Dataset records:
**********

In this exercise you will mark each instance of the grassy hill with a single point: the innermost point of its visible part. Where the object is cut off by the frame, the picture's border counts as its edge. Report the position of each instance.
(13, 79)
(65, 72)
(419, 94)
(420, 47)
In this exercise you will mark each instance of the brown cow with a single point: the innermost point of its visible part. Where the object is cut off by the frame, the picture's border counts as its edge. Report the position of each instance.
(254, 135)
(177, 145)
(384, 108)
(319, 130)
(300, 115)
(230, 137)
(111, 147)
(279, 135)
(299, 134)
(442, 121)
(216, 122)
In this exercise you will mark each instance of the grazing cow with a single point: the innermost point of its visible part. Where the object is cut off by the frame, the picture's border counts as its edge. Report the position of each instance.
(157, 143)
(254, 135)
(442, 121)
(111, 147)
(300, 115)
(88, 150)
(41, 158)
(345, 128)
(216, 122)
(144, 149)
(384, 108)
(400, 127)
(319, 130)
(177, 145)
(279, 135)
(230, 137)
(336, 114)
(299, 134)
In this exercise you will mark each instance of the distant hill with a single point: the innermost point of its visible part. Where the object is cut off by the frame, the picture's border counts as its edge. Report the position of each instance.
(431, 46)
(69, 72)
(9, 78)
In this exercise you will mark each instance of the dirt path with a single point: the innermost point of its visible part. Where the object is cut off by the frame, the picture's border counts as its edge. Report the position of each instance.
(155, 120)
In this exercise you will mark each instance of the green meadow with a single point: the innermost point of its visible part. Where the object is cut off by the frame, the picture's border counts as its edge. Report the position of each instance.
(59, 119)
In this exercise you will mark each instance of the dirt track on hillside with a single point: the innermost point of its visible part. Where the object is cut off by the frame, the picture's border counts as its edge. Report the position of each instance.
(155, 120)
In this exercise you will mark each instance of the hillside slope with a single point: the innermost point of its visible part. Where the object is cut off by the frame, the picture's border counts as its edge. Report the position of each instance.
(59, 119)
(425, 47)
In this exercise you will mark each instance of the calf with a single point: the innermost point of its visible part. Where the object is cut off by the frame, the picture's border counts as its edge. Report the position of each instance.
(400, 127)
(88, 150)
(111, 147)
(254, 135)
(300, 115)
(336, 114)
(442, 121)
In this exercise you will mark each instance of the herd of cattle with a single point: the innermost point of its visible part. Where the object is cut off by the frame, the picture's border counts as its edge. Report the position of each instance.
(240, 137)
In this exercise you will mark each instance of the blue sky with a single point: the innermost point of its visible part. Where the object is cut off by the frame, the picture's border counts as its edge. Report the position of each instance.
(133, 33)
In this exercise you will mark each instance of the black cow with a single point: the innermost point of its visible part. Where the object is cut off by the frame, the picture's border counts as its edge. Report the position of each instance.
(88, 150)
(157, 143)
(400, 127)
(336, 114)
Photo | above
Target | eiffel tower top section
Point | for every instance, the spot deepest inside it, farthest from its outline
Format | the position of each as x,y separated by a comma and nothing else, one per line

**********

Directions for this task –
Convert the records above into a JSON list of strings, with one string for each line and any blank lines omitted.

Solution to the problem –
[
  "In this exercise you will mark each instance of the grassy hill with a single point: the innermost point of its visible part. Where the object is cut off by the frame, the picture's border counts as its edge. Report the position of each instance.",
  "(13, 79)",
  "(65, 72)",
  "(419, 94)",
  "(420, 47)",
  "In this exercise you will mark each instance of the brown cow with a single point: the innermost point of its visible part. Where the object is cut off by the frame, the picture's border counts as its edge. Report the position of each instance.",
  "(254, 135)",
  "(177, 145)",
  "(384, 108)",
  "(319, 130)",
  "(300, 115)",
  "(230, 137)",
  "(111, 147)",
  "(279, 135)",
  "(299, 134)",
  "(442, 121)",
  "(216, 122)",
  "In this exercise you will mark each instance of the grazing cow with a single point: the innermost point of its visible part. Where the object is cut off by the frame, the picture's border counts as its edge. Report the position of each instance.",
  "(157, 143)",
  "(254, 135)",
  "(442, 121)",
  "(111, 147)",
  "(300, 115)",
  "(88, 150)",
  "(41, 158)",
  "(345, 128)",
  "(216, 122)",
  "(144, 149)",
  "(384, 108)",
  "(400, 127)",
  "(319, 130)",
  "(177, 145)",
  "(279, 135)",
  "(230, 137)",
  "(336, 114)",
  "(299, 134)",
  "In this exercise you will mark each instance of the distant hill with a single point: the innermost point of its visible part. Where the object is cut off by the frame, the picture's border counts as its edge. Report the position of each instance.",
  "(431, 46)",
  "(69, 72)",
  "(9, 78)",
  "In this exercise you will mark each instance of the dirt path with a single point: the innermost point of its visible part. Where the object is cut off by the frame, the picture's border counts as its edge. Report the position of each instance.",
  "(155, 120)",
  "In this exercise you will mark each instance of the green meadow with a single point: the innermost point of its visible part. Where the object is cut off by the frame, the picture's border counts as its edge. Report the position of each instance.",
  "(59, 119)",
  "In this exercise you will mark each instance of the dirt track on hillside with a single point: the innermost point of its visible part. Where the object is cut off by the frame, the picture's border counts as its edge. Report the position of each instance.",
  "(155, 120)",
  "In this exercise you will mark each instance of the hillside slope with a single point: the innermost point of its visible part. Where the object is cut off by the frame, the picture's border counts as its edge. Report the position of each instance.",
  "(59, 119)",
  "(425, 47)",
  "In this exercise you will mark each instance of the calf with a single point: the innermost point of its visible part. Where the object is cut off by the frame, the picture's border counts as its edge. Report the position of each instance.",
  "(400, 127)",
  "(88, 150)",
  "(111, 147)",
  "(254, 135)",
  "(300, 115)",
  "(336, 114)",
  "(442, 121)",
  "In this exercise you will mark each instance of the herd of cattle with a single point: the innermost point of its visible part. Where the object is cut off by the frame, the picture's border counts as its edge. Report the position of each instance.",
  "(240, 137)",
  "In this exercise you will mark each instance of the blue sky with a single point: the innermost point of its visible part. Where the object is cut off by the frame, the picture's border counts as its edge. Report the position of each instance.",
  "(133, 33)",
  "In this exercise you will mark each instance of the black cow with a single point: the innermost point of its visible part. Where the object is cut off by the frame, the picture's border counts as its edge. Report the position of each instance.",
  "(88, 150)",
  "(157, 143)",
  "(400, 127)",
  "(336, 114)",
  "Photo | above",
  "Target | eiffel tower top section",
  "Point | for every instance, the spot deepest inside it, farthest from its outline",
  "Format | the position of each as x,y separated by a comma and nothing else, one per line"
]